WHAT THE TASK ASKS. Would you copy out exactly the lines of the listing below, beginning with the one that contains "Indicate every instance of the runway" and ending with the last?

INFORMATION GIVEN.
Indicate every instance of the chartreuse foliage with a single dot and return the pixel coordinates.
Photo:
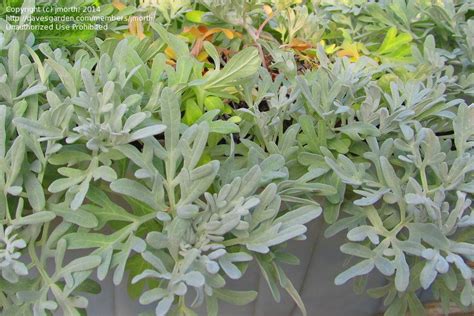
(176, 152)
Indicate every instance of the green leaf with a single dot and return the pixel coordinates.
(235, 297)
(195, 16)
(35, 193)
(37, 128)
(66, 78)
(243, 65)
(36, 218)
(361, 268)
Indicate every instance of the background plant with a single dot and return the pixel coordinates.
(176, 152)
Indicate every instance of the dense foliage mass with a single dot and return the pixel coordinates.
(180, 149)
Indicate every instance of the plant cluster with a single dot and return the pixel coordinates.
(173, 153)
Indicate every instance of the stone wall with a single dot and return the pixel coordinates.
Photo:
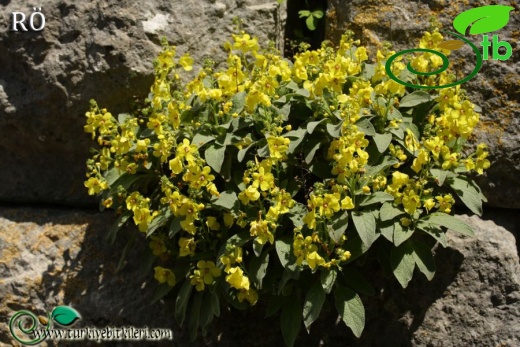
(494, 88)
(52, 255)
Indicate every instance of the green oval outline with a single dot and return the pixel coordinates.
(444, 58)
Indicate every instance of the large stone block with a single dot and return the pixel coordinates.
(494, 88)
(95, 49)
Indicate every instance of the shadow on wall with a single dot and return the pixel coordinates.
(296, 30)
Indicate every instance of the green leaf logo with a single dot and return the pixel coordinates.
(65, 315)
(482, 19)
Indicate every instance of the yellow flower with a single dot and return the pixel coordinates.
(157, 245)
(262, 179)
(237, 279)
(429, 204)
(163, 275)
(250, 295)
(176, 165)
(186, 246)
(278, 146)
(95, 186)
(228, 219)
(212, 223)
(347, 203)
(261, 231)
(250, 194)
(186, 62)
(204, 275)
(314, 260)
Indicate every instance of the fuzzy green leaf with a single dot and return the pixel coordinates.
(365, 224)
(424, 259)
(442, 219)
(214, 155)
(350, 309)
(313, 304)
(328, 278)
(403, 263)
(389, 212)
(291, 318)
(469, 195)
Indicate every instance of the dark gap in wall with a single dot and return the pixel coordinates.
(296, 30)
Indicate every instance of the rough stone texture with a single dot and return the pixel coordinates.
(94, 49)
(494, 89)
(51, 257)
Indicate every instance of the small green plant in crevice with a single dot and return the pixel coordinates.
(269, 179)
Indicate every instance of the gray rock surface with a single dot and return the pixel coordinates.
(51, 257)
(494, 89)
(94, 49)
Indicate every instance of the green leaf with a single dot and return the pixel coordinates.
(317, 14)
(258, 268)
(450, 222)
(334, 130)
(291, 320)
(403, 263)
(296, 137)
(123, 117)
(206, 312)
(283, 249)
(387, 230)
(159, 220)
(304, 13)
(469, 195)
(416, 98)
(200, 139)
(310, 23)
(312, 125)
(195, 315)
(214, 156)
(338, 227)
(483, 19)
(424, 259)
(65, 315)
(181, 302)
(297, 213)
(313, 304)
(350, 308)
(118, 224)
(328, 278)
(357, 281)
(160, 292)
(365, 126)
(227, 200)
(175, 227)
(389, 212)
(440, 175)
(386, 162)
(215, 303)
(433, 231)
(274, 305)
(374, 198)
(382, 141)
(365, 224)
(310, 148)
(355, 246)
(239, 101)
(401, 234)
(242, 153)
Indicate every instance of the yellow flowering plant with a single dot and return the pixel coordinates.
(271, 179)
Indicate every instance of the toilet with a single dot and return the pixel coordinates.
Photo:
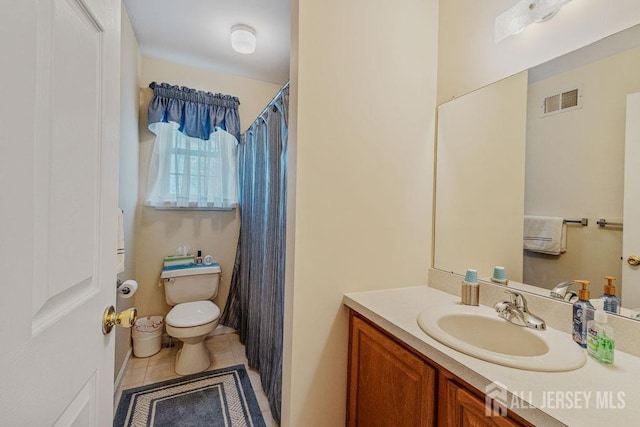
(193, 316)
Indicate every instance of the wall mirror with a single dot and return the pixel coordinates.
(549, 141)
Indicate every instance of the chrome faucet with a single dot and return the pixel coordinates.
(561, 291)
(516, 312)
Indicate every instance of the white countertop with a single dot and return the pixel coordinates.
(589, 396)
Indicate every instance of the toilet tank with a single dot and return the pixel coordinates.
(195, 283)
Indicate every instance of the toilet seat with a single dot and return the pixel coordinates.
(190, 314)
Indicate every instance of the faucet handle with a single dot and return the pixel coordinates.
(517, 298)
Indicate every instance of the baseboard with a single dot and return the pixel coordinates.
(123, 369)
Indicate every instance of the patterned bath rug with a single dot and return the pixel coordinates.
(220, 398)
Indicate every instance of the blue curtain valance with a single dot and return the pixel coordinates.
(196, 112)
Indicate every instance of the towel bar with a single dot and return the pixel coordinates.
(582, 221)
(604, 223)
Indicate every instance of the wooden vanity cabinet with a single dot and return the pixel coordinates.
(391, 384)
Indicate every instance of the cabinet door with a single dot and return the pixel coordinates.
(388, 384)
(465, 409)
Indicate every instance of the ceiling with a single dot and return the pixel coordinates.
(198, 33)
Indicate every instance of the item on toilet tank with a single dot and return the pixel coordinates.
(178, 261)
(128, 288)
(582, 314)
(182, 250)
(610, 301)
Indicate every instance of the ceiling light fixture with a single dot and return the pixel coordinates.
(243, 39)
(525, 12)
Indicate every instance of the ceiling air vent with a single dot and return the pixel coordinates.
(561, 102)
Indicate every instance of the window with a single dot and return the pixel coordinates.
(187, 172)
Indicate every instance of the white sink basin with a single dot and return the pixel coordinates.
(479, 332)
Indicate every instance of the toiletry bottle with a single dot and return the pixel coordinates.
(600, 339)
(582, 313)
(610, 301)
(470, 291)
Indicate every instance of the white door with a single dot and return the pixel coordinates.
(59, 100)
(631, 229)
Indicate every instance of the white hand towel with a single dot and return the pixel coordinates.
(120, 248)
(545, 234)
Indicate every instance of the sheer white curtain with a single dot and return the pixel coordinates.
(188, 172)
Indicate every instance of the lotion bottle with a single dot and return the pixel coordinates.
(582, 313)
(610, 301)
(600, 339)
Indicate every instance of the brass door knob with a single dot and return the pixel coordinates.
(125, 318)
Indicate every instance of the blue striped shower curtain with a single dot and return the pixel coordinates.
(255, 306)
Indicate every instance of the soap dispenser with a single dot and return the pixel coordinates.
(600, 339)
(610, 301)
(582, 313)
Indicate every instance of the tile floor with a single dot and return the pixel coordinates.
(226, 350)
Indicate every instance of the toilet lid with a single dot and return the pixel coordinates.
(193, 314)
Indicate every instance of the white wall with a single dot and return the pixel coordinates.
(128, 169)
(160, 232)
(363, 89)
(575, 169)
(468, 57)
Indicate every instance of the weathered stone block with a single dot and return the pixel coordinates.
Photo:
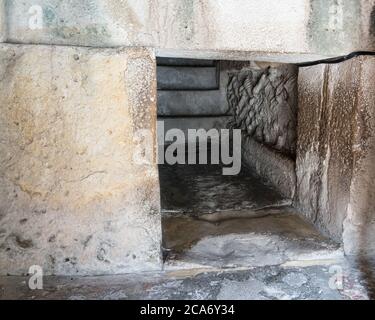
(72, 199)
(264, 104)
(291, 30)
(3, 33)
(335, 154)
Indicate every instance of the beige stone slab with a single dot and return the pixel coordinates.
(72, 198)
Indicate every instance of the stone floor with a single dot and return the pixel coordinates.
(224, 238)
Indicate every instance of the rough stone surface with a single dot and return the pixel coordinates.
(300, 29)
(262, 283)
(264, 104)
(271, 236)
(72, 199)
(275, 168)
(3, 31)
(335, 155)
(203, 189)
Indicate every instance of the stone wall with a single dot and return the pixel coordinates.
(272, 30)
(3, 34)
(263, 100)
(264, 104)
(335, 154)
(72, 199)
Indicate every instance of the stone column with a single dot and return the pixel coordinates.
(336, 153)
(72, 198)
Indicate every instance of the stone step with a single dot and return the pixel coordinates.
(185, 62)
(192, 103)
(187, 78)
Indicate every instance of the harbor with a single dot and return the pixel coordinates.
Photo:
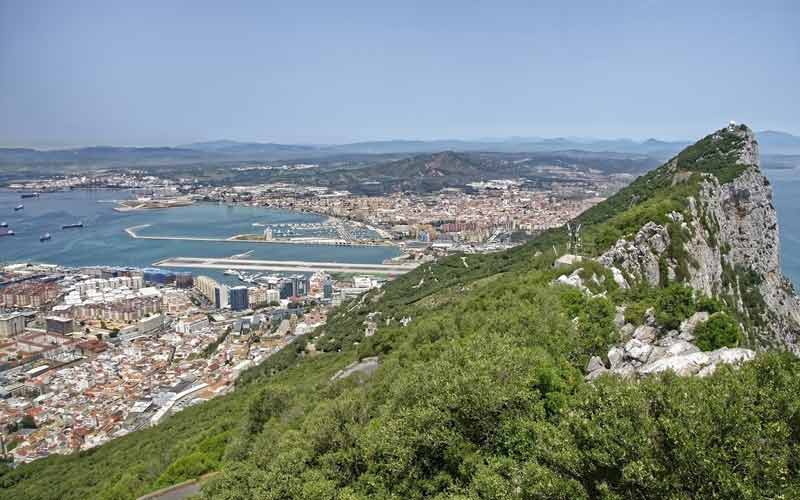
(345, 238)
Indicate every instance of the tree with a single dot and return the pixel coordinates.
(719, 331)
(674, 304)
(28, 422)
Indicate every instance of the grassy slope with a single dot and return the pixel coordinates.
(490, 345)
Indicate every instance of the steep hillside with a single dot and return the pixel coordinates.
(481, 388)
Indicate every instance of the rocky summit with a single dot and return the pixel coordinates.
(720, 241)
(648, 350)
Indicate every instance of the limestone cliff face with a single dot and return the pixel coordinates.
(730, 236)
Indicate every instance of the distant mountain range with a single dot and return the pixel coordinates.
(772, 143)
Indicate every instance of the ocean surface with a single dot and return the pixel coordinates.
(103, 240)
(786, 191)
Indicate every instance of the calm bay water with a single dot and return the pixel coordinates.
(103, 240)
(786, 189)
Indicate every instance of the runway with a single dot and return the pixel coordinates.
(283, 265)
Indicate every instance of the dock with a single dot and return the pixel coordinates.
(284, 265)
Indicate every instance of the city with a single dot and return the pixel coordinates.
(91, 354)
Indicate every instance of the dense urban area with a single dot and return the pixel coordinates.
(93, 353)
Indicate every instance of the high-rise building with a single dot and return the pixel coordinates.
(221, 296)
(184, 280)
(11, 324)
(59, 324)
(238, 298)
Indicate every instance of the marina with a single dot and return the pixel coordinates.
(198, 230)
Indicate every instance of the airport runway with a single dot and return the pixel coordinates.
(283, 265)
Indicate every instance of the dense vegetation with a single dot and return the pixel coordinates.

TASK OUTPUT.
Indicate every instance of the runway with a single dot and return the pixel coordinates.
(283, 265)
Indicate every instance of the dock with a single dot and return the pixel coordinates.
(284, 265)
Indicate every instance of the city with a single dot and return the pixel coordinates.
(91, 354)
Indicate every instance of the dense urban area with a single dot and return the pixel coordinates.
(93, 353)
Indicate every instance of the high-rise building with a single dot and return the pixel coordinates.
(221, 296)
(184, 280)
(11, 324)
(59, 324)
(238, 298)
Indicate every instance of the marina with a single dot and return the pixel coordinates.
(198, 230)
Indicate every instance of the airport runway with a single dot and return the pixel coordinates.
(283, 265)
Indicate every instance of the dense vegetation with a single dot and return the pixel coordinates.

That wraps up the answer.